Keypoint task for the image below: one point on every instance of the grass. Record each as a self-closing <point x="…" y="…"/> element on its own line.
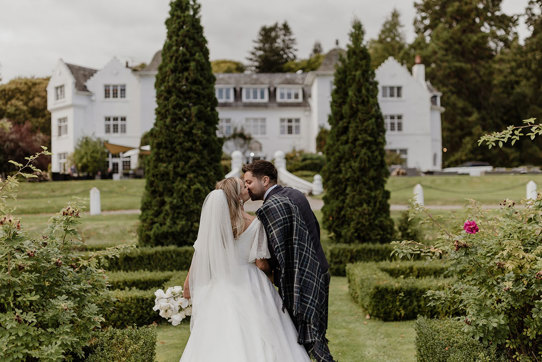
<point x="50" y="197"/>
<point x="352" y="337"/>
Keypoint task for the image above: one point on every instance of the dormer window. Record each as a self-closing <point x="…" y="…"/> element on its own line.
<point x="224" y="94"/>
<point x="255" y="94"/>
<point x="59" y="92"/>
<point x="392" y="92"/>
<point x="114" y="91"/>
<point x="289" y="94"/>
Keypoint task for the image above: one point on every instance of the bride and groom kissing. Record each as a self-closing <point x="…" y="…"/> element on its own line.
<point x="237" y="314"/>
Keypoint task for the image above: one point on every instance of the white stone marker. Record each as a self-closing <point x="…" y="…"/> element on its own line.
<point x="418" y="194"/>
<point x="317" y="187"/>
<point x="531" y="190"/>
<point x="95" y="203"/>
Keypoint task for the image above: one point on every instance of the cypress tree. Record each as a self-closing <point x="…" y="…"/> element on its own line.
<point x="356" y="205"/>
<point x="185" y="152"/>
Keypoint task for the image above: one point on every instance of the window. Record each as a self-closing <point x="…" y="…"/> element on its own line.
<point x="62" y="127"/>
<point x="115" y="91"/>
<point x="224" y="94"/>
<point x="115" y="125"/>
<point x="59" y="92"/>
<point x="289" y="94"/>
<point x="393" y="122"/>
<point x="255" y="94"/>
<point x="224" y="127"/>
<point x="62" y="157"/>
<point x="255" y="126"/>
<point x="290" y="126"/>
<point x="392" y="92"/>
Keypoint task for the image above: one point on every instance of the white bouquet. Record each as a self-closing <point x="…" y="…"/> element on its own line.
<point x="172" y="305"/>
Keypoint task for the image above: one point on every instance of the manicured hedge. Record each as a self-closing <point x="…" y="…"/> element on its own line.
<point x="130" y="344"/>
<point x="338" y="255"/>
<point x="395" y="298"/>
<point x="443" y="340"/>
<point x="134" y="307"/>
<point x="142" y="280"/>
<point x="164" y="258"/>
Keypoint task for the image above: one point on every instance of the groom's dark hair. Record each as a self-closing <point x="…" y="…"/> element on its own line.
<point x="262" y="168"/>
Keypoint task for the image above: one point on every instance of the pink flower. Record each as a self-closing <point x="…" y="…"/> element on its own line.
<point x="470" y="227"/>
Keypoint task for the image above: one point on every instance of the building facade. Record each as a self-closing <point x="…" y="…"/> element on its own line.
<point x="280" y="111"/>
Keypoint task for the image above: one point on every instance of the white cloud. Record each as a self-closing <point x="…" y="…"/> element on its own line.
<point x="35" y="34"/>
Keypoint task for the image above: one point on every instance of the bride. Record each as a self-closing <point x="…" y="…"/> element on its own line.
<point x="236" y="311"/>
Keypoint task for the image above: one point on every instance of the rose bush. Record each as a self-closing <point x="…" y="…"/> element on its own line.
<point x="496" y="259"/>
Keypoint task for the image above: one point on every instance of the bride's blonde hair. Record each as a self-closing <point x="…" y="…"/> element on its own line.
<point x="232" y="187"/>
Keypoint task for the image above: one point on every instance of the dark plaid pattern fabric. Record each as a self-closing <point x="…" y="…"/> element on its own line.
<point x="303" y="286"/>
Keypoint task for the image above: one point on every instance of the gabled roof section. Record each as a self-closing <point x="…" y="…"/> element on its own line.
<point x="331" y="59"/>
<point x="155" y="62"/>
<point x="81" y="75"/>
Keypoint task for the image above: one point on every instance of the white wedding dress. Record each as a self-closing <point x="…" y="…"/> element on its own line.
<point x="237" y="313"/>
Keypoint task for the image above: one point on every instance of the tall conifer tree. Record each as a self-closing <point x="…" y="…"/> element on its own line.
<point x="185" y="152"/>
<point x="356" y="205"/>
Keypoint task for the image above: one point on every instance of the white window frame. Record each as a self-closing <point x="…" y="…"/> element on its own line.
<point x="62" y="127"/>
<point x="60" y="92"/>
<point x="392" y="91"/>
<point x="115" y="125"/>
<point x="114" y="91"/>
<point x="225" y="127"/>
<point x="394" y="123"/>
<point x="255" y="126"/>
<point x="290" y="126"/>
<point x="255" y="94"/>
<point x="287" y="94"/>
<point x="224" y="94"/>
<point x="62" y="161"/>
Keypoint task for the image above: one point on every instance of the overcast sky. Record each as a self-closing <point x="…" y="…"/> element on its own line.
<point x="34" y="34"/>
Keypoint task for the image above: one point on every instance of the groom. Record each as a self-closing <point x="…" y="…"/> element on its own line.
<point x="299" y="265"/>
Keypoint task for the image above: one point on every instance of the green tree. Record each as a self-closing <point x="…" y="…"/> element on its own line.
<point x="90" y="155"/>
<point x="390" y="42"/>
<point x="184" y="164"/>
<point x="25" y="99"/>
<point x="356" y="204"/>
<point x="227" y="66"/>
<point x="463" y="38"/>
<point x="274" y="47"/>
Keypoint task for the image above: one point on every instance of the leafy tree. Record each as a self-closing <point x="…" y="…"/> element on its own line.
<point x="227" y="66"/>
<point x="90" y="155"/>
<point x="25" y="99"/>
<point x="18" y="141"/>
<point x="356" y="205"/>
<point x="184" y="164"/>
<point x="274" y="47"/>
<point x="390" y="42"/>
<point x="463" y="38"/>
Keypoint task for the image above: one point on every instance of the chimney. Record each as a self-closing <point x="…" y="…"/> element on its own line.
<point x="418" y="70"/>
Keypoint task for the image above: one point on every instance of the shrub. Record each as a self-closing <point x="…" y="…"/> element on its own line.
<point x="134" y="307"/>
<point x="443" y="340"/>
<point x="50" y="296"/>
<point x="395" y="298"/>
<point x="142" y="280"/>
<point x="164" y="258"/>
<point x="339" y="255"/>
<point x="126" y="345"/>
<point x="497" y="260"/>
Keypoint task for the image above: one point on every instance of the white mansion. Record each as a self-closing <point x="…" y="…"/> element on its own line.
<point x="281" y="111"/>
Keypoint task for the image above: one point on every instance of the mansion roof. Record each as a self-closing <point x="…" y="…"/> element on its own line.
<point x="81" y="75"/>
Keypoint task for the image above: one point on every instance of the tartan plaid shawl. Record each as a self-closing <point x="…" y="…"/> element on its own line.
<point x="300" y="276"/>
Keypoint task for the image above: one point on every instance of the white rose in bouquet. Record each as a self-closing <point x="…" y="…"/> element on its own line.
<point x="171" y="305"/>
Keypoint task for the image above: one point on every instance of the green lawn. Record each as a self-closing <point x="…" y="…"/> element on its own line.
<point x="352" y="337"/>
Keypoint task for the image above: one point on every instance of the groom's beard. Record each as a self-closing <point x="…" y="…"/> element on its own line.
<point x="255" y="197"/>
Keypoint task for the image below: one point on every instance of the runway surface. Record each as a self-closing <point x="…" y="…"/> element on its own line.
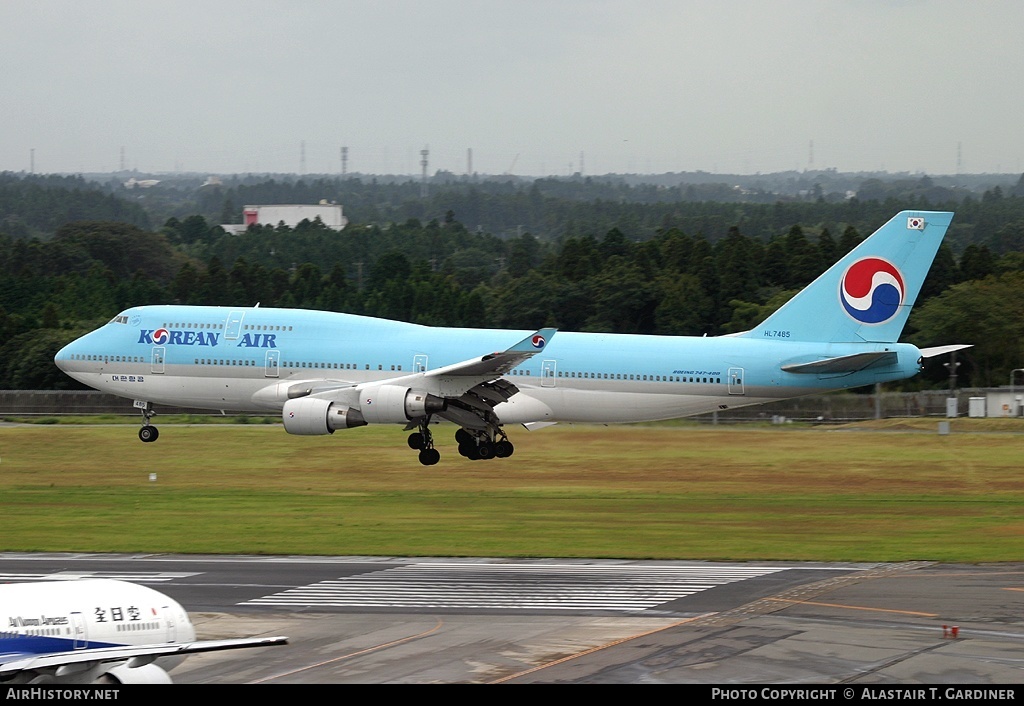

________________________________________

### PROBLEM DETAILS
Print all of the material exactly. Omit pictures.

### ANSWER TO THE PROBLEM
Keypoint task for the image below: one point on every instance of the grass. Record each as a self-closing <point x="…" y="…"/> element on its own line.
<point x="50" y="197"/>
<point x="352" y="337"/>
Keypoint task for the image above: one point on every instance of the dormer window. Record each as a self-closing <point x="…" y="…"/> element on its own line.
<point x="224" y="94"/>
<point x="255" y="94"/>
<point x="59" y="92"/>
<point x="392" y="92"/>
<point x="114" y="91"/>
<point x="289" y="94"/>
Keypoint task for the image above: one point on every instance of the bride and groom kissing. Record each as a self-closing <point x="…" y="…"/> element on its own line.
<point x="237" y="314"/>
Keypoint task for the image above: one point on every instance of the white stone marker. Record each as a self-closing <point x="…" y="…"/> element on its own line.
<point x="418" y="194"/>
<point x="317" y="187"/>
<point x="531" y="190"/>
<point x="95" y="203"/>
Keypoint task for the image above: one point on every instance of the cypress tree. Record each as a self-closing <point x="…" y="…"/> element on its own line.
<point x="356" y="205"/>
<point x="185" y="152"/>
Keypoint task for the image above: one point on every instance of the window. Record each as a self-closing <point x="…" y="…"/> element on its own line.
<point x="62" y="127"/>
<point x="115" y="91"/>
<point x="224" y="94"/>
<point x="115" y="125"/>
<point x="59" y="92"/>
<point x="289" y="94"/>
<point x="393" y="122"/>
<point x="255" y="94"/>
<point x="224" y="127"/>
<point x="62" y="157"/>
<point x="255" y="126"/>
<point x="290" y="126"/>
<point x="392" y="92"/>
Keypoint task for the image above: one point on every instance of the white bouquet. Record each as a self-closing <point x="…" y="…"/> element on its own line.
<point x="172" y="305"/>
Keypoint task for the image above: one point on every instance of the manicured hedge. Record each as a self-closing <point x="…" y="…"/> element on its own line.
<point x="130" y="344"/>
<point x="338" y="255"/>
<point x="395" y="298"/>
<point x="443" y="340"/>
<point x="134" y="307"/>
<point x="142" y="280"/>
<point x="164" y="258"/>
Keypoint task for the image above: one point on every instance of the groom's dark hair. Record each as a self-closing <point x="…" y="…"/> element on its own line.
<point x="262" y="168"/>
Keypoint task for the image above: one point on every instance of the pink flower. Record each as a self-closing <point x="…" y="…"/> element on its own line.
<point x="470" y="227"/>
Keypoint task for the image above: one point on every instance of the building facade. Record each as a self-closing <point x="…" y="…"/> element on its own line.
<point x="280" y="111"/>
Keypoint task for the image above: one point on every instance of the white cloud. Record each as a self-closing <point x="…" y="…"/> element on its own line.
<point x="35" y="34"/>
Keypoint task for the image above: one point on every instance of the bride. Record each as a self-closing <point x="…" y="…"/> element on its own line.
<point x="236" y="311"/>
Keypoint task for the image above: one point on every instance of the rose bush. Record each as a self-closing <point x="…" y="…"/> element on its own line.
<point x="496" y="259"/>
Keypoint task for the image above: one point on every instance of the bride's blonde hair. Record each as a self-closing <point x="…" y="…"/> element on its own line.
<point x="232" y="187"/>
Keypoint task for the image above: one point on every instance of the dark plaid pattern fabric. Record each as a self-closing <point x="…" y="…"/> element on its own line.
<point x="303" y="286"/>
Keypoint task for the image above: one point on every instance of the gabled roof section. Record each as a self-closing <point x="…" y="…"/> element on its own line.
<point x="331" y="59"/>
<point x="155" y="62"/>
<point x="81" y="75"/>
Keypoint task for the image above: one point on every instance of the white wedding dress. Record each as a self-closing <point x="…" y="…"/> element on its own line.
<point x="237" y="313"/>
Keypoint task for the image above: one point on every instance of the tall conifer tree. Record each as a self-closing <point x="…" y="…"/> element on its own line.
<point x="185" y="152"/>
<point x="356" y="205"/>
Keypoint task for the image above: one point on every instance of the white window frame. Record each as a self-closing <point x="…" y="…"/> element on its own line.
<point x="62" y="127"/>
<point x="60" y="92"/>
<point x="392" y="91"/>
<point x="115" y="125"/>
<point x="114" y="91"/>
<point x="225" y="127"/>
<point x="394" y="123"/>
<point x="255" y="126"/>
<point x="290" y="126"/>
<point x="255" y="94"/>
<point x="287" y="94"/>
<point x="224" y="94"/>
<point x="62" y="161"/>
Keypoint task for the image above: one point on every instance of the overcast sky. Record each as a self-closing <point x="…" y="…"/> element on its own line.
<point x="34" y="34"/>
Keypoint task for the image above: one point on every instance of the groom. Record each as a self-closing <point x="…" y="…"/> element on its own line.
<point x="299" y="265"/>
Keypoint task for the image above: one point on every instance of the green tree. Record each as a self-closing <point x="…" y="…"/> element on its own line.
<point x="90" y="155"/>
<point x="390" y="42"/>
<point x="184" y="164"/>
<point x="25" y="99"/>
<point x="356" y="204"/>
<point x="227" y="66"/>
<point x="463" y="38"/>
<point x="274" y="47"/>
Keypoint task for the image above: one point on every instance of the leafy tree. Record each as a self-closing <point x="…" y="…"/> element on its own line.
<point x="227" y="66"/>
<point x="90" y="155"/>
<point x="25" y="99"/>
<point x="18" y="141"/>
<point x="356" y="205"/>
<point x="184" y="164"/>
<point x="274" y="47"/>
<point x="390" y="42"/>
<point x="463" y="38"/>
Keypoint task for the image above: one point on every instance of the chimney. Record each as a self-closing <point x="…" y="…"/> element on its own line.
<point x="418" y="70"/>
Keypoint task for the image above: one point on every instance of the shrub. Record each as a self-closing <point x="…" y="…"/> element on its own line.
<point x="134" y="307"/>
<point x="443" y="340"/>
<point x="50" y="296"/>
<point x="395" y="298"/>
<point x="142" y="280"/>
<point x="164" y="258"/>
<point x="339" y="255"/>
<point x="126" y="345"/>
<point x="497" y="260"/>
Keypoint task for the image above: one point on every instance of the white mansion. Record each as a self-closing <point x="…" y="…"/> element on its own line.
<point x="281" y="111"/>
Keypoint task for the image above: one point on every instance of the mansion roof. Record each as a self-closing <point x="…" y="…"/> element on its own line.
<point x="81" y="75"/>
Keypoint task for the image above: one point on every instance of the tartan plaid shawl. Record each as a self-closing <point x="…" y="…"/> element on its own line.
<point x="300" y="276"/>
Keypoint task for the image above: one point on every instance of the white rose in bouquet. Record each as a self-closing <point x="…" y="…"/> element on its own line.
<point x="171" y="305"/>
Keypoint task for the image above: one point on every instance of the green lawn. Record each as a self-closing <point x="…" y="…"/> element on its own line.
<point x="352" y="337"/>
Keypoint task for the image above: one point on every instance of the groom's beard. Record each as a self-closing <point x="…" y="…"/> element on its own line.
<point x="255" y="197"/>
Keypoint task for the image below: one point on every instance of the runway surface. Record each as a self-closing <point x="…" y="…"/> element on its own line.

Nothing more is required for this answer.